EXERCISE TASKS:
(1) From the West Virginia trip account, reproduce everything from "We dumped our" down to "ice cream cake.".
(2) According to the West Virginia trip account, what is the nightly price of the Cozy Cabins?
--- start TEXT PASSAGE ---
We left home in Maryland and set out for a weeklong vacation at Ace Adventure in WV. Whenever we have a multi-hour, caged-in-car trip, we pick up some books on CD for the trip. We've listened to other Dave Barry CDs before that were basically transcripts of his columns, so we thought his book "Tricky Business" would be equally appropriate for kids to listen too. Well, it’s not exactly child appropriate and I think our son’s vocabulary increased to that of a 60-year-old sailor (lots of chortling and snickering from the back seat). We crossed the Blue Ridge Mountains in Virginia and stopped off at the Sandstone Visitor Center in the southernmost section of the New River Gorge. It’s a beautiful building and worth stopping at if you’re driving by.

We called ahead and asked for a cabin near the lake. They did just as we asked and gave us cabin 4. The cabin was indeed close to the lake and the rafting/climbing departure locations. You don't have to spend a lot of time in WV to see how much the coal industry plays a part in WV's history. I believe that cabin 4 is meant to immerse the occupant in the coal mining experience. We had heavy machinery moving rocks around, busloads of helmeted people being shuttled off and hard rock dust filling our lungs. The cabins down near the parking lot are great if you want easy access to the lake (good for letting kids walk to lake), not so great if you're looking for a quiet cabin away from all the hustle and bustle. We figured we'd probably survive the week there, so we stayed. We ended up liking it a lot. I think the Cozy Cabins are a great deal - $150 a night for a cabin with heat/AC, cable TV, full kitchen, bathroom with hot shower and a "real" hot tub. The last cabin we stayed at in WV the “hot tub” turned out to be a rusty old bathtub on a plywood platform. This was definitely a step up.

All the staff we met at Ace were friendly. Even the maintenance guy was helping us to locate retirement property in WV, in spite of the fact that we were from Maryland and considered undesirable foreigners. He said we probably would be okay.

We dumped our junk in the cabin and headed out to take in the local markets (Wal*China), were you can buy everything from plasma TVs to beef jerky. We filled up on food-like products to keep us fed for a week. We ended the day by celebrating our son’s 13th birthday with ice cream cake.
--- end TEXT PASSAGE ---
--- start STORED RECORDS ---
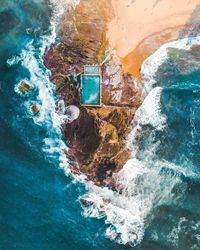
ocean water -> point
(40, 202)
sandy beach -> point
(140, 27)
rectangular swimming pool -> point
(91, 90)
(91, 70)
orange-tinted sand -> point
(142, 26)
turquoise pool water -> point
(92, 70)
(90, 93)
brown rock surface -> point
(97, 139)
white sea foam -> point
(152, 63)
(141, 185)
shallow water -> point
(39, 203)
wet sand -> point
(142, 26)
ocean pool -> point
(90, 89)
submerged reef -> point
(97, 138)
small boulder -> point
(25, 87)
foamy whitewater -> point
(144, 183)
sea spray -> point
(142, 184)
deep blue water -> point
(39, 207)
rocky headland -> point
(93, 32)
(97, 139)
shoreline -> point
(86, 35)
(135, 39)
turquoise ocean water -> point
(39, 203)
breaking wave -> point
(143, 184)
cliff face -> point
(97, 139)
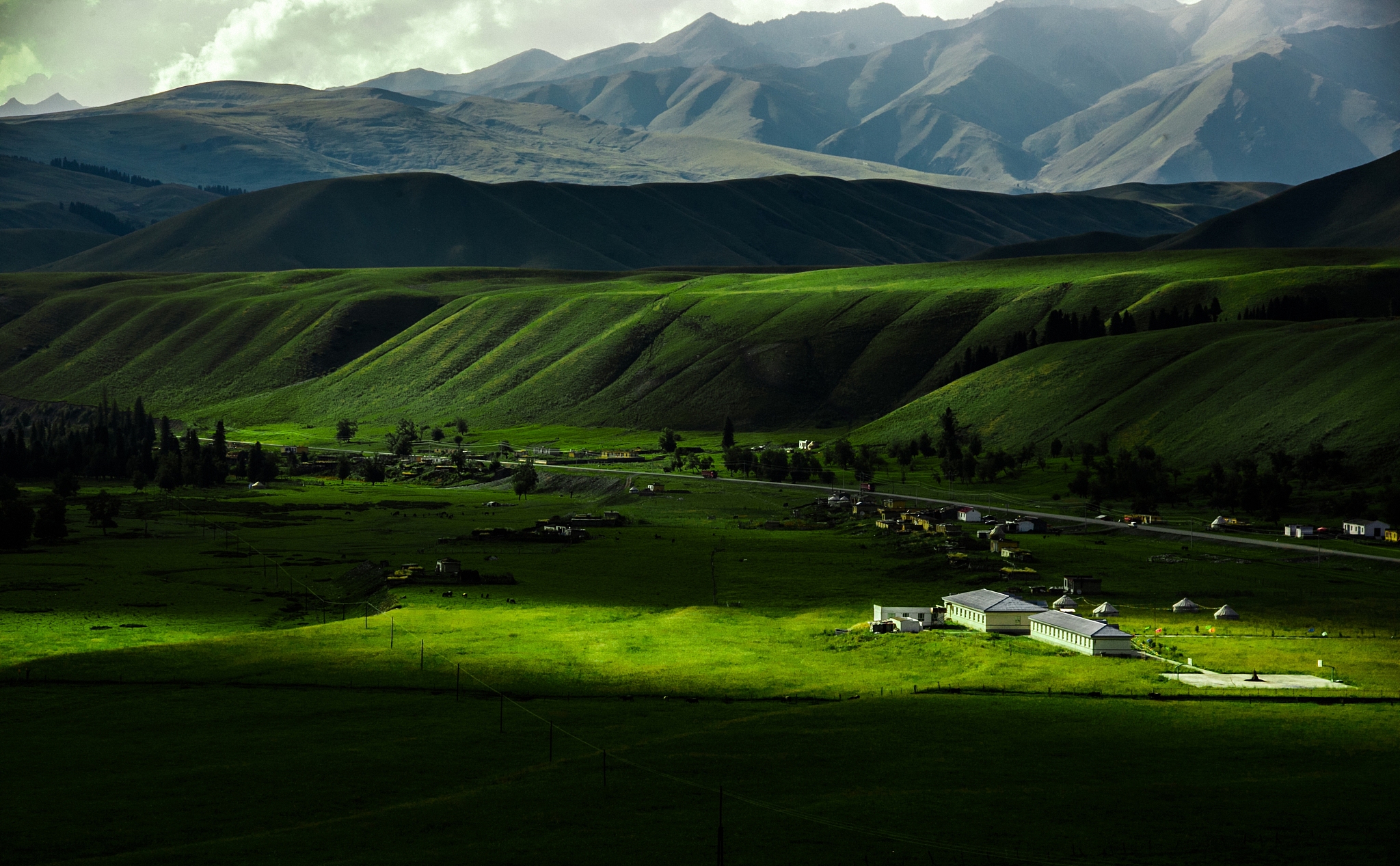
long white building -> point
(990, 610)
(1090, 637)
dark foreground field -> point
(250, 724)
(220, 774)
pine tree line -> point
(126, 444)
(101, 171)
(1181, 318)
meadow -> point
(200, 686)
(247, 722)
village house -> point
(1083, 585)
(1369, 529)
(990, 610)
(927, 617)
(1090, 637)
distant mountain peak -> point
(55, 103)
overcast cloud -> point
(104, 51)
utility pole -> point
(720, 841)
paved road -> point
(1165, 530)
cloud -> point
(17, 65)
(117, 49)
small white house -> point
(926, 616)
(990, 610)
(1371, 529)
(1090, 637)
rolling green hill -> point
(1198, 394)
(438, 220)
(817, 349)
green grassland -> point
(831, 349)
(637, 609)
(237, 775)
(245, 722)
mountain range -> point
(433, 220)
(407, 219)
(1029, 96)
(55, 103)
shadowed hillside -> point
(1357, 207)
(435, 220)
(826, 347)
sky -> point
(105, 51)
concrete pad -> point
(1241, 680)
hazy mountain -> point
(798, 40)
(524, 66)
(1356, 207)
(1028, 96)
(1290, 113)
(255, 136)
(56, 103)
(438, 220)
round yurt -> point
(1186, 606)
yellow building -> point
(990, 610)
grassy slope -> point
(1200, 392)
(647, 350)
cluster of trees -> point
(104, 219)
(1062, 327)
(1181, 318)
(1294, 308)
(115, 442)
(401, 439)
(986, 355)
(49, 522)
(776, 465)
(1139, 476)
(101, 171)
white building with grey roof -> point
(1090, 637)
(990, 610)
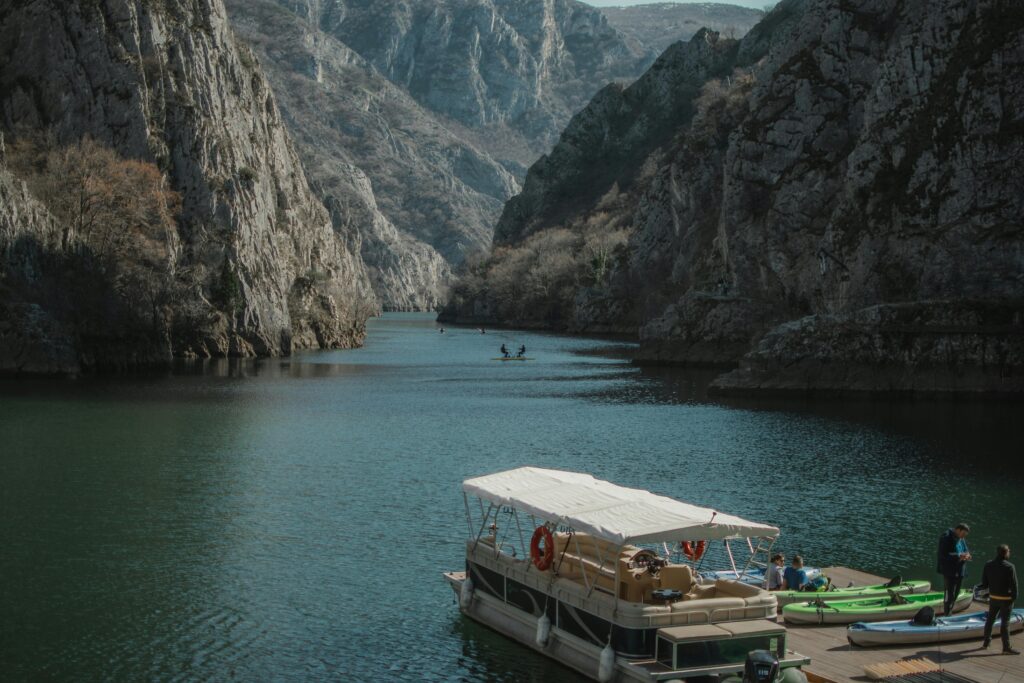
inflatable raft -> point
(962, 627)
(870, 609)
(853, 592)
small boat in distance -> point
(580, 569)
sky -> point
(756, 4)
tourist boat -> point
(943, 629)
(580, 569)
(853, 592)
(870, 609)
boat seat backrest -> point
(705, 592)
(736, 589)
(677, 577)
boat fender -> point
(466, 593)
(543, 631)
(606, 666)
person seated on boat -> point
(999, 577)
(795, 578)
(773, 577)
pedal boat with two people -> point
(580, 570)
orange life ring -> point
(694, 550)
(544, 561)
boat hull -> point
(567, 649)
(946, 629)
(849, 611)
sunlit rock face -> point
(169, 83)
(420, 197)
(847, 198)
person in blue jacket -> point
(795, 578)
(952, 558)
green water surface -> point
(290, 519)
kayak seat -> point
(895, 582)
(925, 616)
(895, 598)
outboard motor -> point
(761, 667)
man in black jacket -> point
(953, 556)
(999, 577)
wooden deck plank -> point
(835, 659)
--- end STORED RECORDS ---
RESPONSE LIST:
(1)
We dumped our junk in the cabin and headed out to take in the local markets (Wal*China), were you can buy everything from plasma TVs to beef jerky. We filled up on food-like products to keep us fed for a week. We ended the day by celebrating our son’s 13th birthday with ice cream cake.

(2) $150 a night.